- **EXERCISE**
Could you print every entry below exactly as given?

- **RECORD SET**
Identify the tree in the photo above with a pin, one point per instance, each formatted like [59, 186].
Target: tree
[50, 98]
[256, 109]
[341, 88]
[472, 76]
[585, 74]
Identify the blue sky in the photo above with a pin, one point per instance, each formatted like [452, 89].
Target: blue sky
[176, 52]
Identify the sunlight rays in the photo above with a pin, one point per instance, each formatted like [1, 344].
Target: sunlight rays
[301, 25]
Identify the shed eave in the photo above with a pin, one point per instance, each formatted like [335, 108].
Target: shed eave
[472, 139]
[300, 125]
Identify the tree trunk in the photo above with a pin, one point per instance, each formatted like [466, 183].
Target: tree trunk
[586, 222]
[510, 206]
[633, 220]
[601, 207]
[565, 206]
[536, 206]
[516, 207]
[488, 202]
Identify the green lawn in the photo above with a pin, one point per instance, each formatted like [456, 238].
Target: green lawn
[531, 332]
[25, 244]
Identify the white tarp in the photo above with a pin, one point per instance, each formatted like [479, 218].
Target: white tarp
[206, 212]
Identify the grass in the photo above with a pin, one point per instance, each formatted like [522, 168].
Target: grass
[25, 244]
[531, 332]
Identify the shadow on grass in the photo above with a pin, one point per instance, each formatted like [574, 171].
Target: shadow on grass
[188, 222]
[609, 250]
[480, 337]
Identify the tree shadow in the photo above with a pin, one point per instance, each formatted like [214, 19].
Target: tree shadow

- **OUTPUT BELOW**
Identify the tree in the photo above with a pin, one point per instance, each formatted like [59, 186].
Target: tree
[50, 98]
[256, 109]
[341, 88]
[472, 76]
[585, 74]
Identify the blue sky in the photo above with a pin, one point per instance, each formatted like [452, 89].
Target: blue sky
[176, 52]
Identify the sunlight rays in the photo above with a pin, one point per instance, each formatted like [1, 344].
Target: sunlight rays
[301, 25]
Identify the shed eave in the photo above with a pin, one point per instance, each formatted like [335, 108].
Target: shed eave
[472, 139]
[300, 125]
Identify the tree trunk in the photo above with a pin, one point per instance, each formatted like [466, 183].
Target: tree trunk
[586, 222]
[510, 206]
[633, 220]
[601, 207]
[565, 206]
[536, 206]
[516, 207]
[488, 202]
Identify the green lawn in the photo above with a pin, one point per instance, each formatted like [456, 238].
Target: green lawn
[531, 332]
[25, 244]
Identify the white tarp in the photo above with a pin, one point per instance, each formatted like [479, 218].
Target: white tarp
[206, 212]
Identify the grass in the photo above with a pin, one point per instance, each formatted like [522, 168].
Target: grass
[25, 244]
[531, 332]
Identify the shadow on grass in the photo above with a pin, one point per instance, each formatted like [574, 171].
Target: shadow on grass
[188, 222]
[609, 250]
[480, 337]
Identify the tree shadow in the photo above with a pin, one point per instance, each formatted like [214, 19].
Target: tree shadow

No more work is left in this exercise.